Exercise brief — Go through the material under this sentence. Return every line holding "small".

☆ ☆ ☆

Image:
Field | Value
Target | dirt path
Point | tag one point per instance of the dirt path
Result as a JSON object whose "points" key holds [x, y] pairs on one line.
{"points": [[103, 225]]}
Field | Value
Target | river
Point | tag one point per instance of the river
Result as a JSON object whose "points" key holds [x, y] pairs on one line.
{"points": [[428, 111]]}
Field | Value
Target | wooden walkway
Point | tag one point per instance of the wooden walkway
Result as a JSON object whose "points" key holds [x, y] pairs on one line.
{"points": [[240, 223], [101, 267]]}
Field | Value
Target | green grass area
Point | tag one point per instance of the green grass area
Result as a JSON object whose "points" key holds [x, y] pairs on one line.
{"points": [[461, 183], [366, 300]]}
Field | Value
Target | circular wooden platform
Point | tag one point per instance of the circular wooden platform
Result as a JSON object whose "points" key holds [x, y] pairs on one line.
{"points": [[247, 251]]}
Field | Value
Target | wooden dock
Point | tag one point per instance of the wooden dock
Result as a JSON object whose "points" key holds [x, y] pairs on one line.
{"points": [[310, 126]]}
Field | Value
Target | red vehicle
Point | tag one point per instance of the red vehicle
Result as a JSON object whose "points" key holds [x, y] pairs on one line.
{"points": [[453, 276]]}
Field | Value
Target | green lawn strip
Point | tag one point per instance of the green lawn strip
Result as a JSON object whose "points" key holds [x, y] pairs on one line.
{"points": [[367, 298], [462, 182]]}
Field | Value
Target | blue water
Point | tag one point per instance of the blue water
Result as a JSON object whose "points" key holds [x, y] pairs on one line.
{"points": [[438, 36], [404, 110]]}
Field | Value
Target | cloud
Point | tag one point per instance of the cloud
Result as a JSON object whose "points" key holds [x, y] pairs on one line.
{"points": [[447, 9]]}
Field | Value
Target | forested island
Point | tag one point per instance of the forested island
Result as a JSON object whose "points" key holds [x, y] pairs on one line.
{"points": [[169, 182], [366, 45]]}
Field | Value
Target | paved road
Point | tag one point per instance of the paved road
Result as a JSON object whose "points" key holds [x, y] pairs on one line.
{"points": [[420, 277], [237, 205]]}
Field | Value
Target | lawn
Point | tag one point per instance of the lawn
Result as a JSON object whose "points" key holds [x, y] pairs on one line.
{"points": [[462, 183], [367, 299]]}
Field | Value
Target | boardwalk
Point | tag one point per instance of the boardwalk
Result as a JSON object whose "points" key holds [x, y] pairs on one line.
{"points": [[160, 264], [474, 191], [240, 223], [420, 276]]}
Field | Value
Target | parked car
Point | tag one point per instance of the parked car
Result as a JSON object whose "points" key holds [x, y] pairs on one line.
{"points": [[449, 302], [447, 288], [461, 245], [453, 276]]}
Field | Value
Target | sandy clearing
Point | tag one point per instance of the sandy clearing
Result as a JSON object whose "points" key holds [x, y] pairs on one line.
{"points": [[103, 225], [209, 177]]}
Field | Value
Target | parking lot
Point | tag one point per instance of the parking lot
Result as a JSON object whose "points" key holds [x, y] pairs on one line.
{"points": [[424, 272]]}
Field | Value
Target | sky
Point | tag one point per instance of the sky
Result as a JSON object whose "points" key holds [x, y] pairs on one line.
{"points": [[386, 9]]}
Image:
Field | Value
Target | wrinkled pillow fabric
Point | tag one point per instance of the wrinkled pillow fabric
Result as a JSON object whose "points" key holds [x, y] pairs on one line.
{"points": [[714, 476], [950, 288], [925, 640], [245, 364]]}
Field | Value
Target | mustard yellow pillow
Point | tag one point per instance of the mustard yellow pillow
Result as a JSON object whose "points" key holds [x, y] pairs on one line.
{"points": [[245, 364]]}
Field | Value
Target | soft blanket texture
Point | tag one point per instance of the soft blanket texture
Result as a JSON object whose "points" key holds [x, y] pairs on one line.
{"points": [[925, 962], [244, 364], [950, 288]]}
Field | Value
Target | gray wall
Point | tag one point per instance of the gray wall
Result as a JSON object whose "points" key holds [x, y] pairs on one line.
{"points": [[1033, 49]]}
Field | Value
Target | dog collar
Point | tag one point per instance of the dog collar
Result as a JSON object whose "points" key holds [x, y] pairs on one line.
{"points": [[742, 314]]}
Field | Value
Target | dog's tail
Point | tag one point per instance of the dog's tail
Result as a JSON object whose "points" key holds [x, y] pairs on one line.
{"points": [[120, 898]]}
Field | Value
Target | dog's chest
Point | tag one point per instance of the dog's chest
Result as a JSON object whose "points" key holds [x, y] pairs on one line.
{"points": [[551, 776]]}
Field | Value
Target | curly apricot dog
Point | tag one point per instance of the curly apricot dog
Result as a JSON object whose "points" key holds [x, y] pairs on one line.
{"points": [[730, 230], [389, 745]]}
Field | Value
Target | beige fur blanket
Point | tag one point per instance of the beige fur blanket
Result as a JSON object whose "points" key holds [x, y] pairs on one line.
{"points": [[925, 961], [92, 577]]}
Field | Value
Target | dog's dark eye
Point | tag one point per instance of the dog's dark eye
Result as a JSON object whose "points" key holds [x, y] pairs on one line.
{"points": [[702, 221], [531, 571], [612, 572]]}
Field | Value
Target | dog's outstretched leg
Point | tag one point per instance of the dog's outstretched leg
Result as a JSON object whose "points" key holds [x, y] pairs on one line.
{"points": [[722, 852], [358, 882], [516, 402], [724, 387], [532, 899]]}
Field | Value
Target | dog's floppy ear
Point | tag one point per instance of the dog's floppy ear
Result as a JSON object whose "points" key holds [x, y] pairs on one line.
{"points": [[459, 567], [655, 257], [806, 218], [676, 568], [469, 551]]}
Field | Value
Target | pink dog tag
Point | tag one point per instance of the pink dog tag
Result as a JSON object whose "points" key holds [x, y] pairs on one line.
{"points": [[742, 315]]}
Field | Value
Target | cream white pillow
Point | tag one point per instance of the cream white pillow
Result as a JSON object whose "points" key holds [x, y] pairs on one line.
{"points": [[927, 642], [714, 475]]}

☆ ☆ ☆

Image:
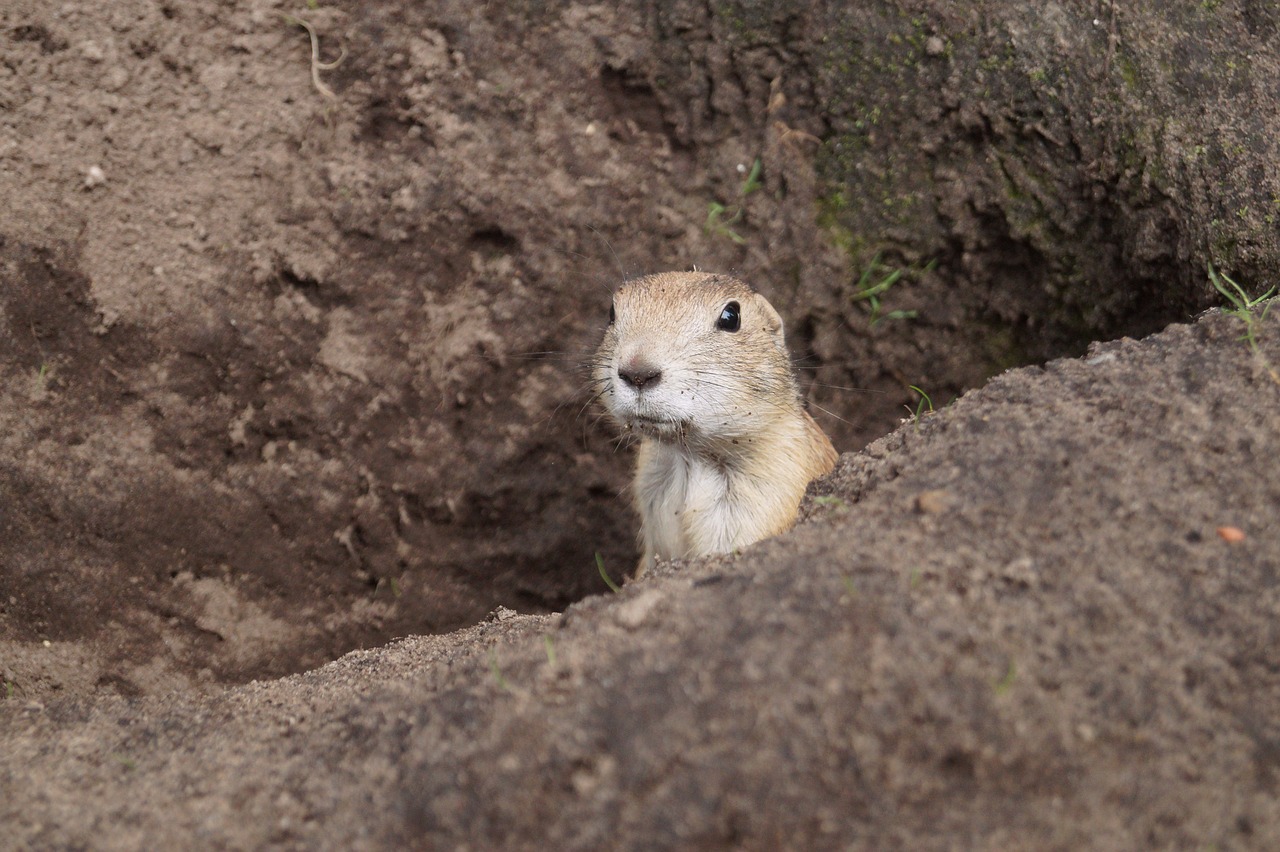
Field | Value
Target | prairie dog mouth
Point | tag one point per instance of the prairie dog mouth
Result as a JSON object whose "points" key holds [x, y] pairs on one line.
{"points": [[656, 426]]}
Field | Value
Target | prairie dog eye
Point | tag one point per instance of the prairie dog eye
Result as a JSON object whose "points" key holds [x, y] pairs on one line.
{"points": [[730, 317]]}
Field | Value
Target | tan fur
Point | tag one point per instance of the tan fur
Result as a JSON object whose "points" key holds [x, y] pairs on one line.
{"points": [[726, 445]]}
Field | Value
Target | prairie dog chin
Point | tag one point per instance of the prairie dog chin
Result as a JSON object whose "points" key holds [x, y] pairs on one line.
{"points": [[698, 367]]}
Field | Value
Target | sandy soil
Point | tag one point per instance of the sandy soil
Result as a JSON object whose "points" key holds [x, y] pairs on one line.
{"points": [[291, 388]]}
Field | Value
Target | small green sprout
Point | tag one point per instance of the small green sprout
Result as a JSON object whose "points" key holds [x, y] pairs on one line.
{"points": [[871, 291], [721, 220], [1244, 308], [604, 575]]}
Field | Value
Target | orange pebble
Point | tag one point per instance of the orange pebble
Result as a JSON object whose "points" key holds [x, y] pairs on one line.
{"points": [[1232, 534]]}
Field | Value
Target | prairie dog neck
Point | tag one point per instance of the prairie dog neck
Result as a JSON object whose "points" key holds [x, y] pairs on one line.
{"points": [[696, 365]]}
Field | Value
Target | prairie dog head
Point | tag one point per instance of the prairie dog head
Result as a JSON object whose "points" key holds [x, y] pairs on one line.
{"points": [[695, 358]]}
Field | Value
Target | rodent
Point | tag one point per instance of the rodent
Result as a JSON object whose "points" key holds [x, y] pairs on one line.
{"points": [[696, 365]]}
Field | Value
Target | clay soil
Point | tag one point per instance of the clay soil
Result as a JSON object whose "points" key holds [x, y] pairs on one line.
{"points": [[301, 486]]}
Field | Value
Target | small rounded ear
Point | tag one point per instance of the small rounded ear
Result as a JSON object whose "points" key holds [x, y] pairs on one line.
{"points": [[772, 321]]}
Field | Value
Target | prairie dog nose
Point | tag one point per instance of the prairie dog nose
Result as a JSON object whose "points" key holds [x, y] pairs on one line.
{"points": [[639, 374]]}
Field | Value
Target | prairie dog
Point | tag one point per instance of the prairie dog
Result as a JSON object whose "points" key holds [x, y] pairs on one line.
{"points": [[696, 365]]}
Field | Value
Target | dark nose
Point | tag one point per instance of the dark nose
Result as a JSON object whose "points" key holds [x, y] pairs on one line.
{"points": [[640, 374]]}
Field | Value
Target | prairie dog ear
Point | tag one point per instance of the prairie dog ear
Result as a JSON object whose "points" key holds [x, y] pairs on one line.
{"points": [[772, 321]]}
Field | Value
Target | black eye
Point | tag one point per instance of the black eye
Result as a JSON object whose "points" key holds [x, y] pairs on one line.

☆ ☆ ☆

Reply —
Target | small green sprout
Point | tag one point per instance of the small green sprout
Target | small rounded ear
Point | tag one point per instance of the small rounded ear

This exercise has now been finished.